#### About this task
Look through the data below for the line with "Provide an outline for every instance of the storage" and the line with "MULTIPOLYGON (((662 1047, 757", then output those two and all lines in between, exactly as written.

#### Source records
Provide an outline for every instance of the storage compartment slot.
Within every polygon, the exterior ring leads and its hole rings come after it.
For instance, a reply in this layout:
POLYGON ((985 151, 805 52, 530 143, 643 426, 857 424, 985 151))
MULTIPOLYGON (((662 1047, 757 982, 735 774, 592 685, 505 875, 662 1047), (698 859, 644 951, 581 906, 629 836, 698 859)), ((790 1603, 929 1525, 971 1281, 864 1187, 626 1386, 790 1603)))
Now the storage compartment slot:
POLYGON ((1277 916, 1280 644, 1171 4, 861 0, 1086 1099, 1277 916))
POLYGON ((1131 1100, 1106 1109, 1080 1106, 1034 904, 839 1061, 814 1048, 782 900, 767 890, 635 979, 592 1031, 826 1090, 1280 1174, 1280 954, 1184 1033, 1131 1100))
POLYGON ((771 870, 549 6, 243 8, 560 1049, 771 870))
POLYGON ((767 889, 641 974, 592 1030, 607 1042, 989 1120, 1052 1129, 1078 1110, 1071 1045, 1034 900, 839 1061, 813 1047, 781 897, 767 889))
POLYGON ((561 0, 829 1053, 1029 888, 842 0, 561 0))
...
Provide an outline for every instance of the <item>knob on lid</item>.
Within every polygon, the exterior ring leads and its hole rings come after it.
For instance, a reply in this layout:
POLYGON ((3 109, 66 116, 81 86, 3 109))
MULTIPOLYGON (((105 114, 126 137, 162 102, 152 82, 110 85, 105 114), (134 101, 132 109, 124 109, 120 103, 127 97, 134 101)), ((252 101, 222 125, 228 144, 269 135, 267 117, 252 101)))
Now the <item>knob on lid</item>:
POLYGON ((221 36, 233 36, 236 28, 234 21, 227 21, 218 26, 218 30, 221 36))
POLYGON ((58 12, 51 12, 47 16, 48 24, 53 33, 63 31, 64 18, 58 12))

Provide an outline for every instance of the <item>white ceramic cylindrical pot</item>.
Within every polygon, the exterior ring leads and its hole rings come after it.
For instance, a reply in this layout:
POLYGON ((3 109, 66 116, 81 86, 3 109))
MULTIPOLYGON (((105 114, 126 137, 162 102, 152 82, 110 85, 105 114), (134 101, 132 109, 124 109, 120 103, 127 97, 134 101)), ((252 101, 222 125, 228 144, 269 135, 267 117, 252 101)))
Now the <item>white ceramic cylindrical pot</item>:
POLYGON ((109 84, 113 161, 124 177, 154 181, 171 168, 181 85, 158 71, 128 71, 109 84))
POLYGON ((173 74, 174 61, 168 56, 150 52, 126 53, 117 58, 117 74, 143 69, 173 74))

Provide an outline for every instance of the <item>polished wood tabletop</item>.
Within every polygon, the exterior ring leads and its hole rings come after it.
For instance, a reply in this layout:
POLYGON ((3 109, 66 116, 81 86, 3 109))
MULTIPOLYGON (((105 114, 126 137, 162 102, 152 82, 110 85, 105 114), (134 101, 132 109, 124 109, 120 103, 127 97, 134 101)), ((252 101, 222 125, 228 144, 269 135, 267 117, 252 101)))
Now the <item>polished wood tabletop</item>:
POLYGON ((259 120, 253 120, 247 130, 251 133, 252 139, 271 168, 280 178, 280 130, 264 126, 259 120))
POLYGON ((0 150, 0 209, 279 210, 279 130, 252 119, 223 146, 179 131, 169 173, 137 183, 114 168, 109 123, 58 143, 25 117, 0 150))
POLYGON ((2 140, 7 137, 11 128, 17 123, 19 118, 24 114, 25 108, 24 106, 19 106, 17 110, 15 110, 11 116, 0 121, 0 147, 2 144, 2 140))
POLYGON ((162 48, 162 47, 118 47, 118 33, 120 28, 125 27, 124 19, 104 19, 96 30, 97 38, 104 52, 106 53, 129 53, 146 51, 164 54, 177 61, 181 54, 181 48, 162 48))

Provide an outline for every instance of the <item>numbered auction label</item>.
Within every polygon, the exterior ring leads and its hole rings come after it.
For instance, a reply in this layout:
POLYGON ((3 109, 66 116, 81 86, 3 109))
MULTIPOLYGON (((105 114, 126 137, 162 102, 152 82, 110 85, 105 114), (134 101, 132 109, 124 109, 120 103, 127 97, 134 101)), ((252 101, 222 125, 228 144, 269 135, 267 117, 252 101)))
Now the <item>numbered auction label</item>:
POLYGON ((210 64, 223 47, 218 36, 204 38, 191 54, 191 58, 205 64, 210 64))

#### Worked solution
Provide an outline for every instance of the storage compartment slot.
Within every polygon, the exterior ring leads and its hole rings come after it.
For instance, a reply in this layout:
POLYGON ((985 151, 805 52, 530 143, 643 426, 857 424, 985 151))
MULTIPOLYGON (((662 1047, 757 982, 735 774, 592 685, 505 875, 662 1047), (698 859, 644 951, 581 906, 629 836, 698 859)), ((790 1603, 929 1525, 971 1281, 864 1187, 626 1386, 790 1603)))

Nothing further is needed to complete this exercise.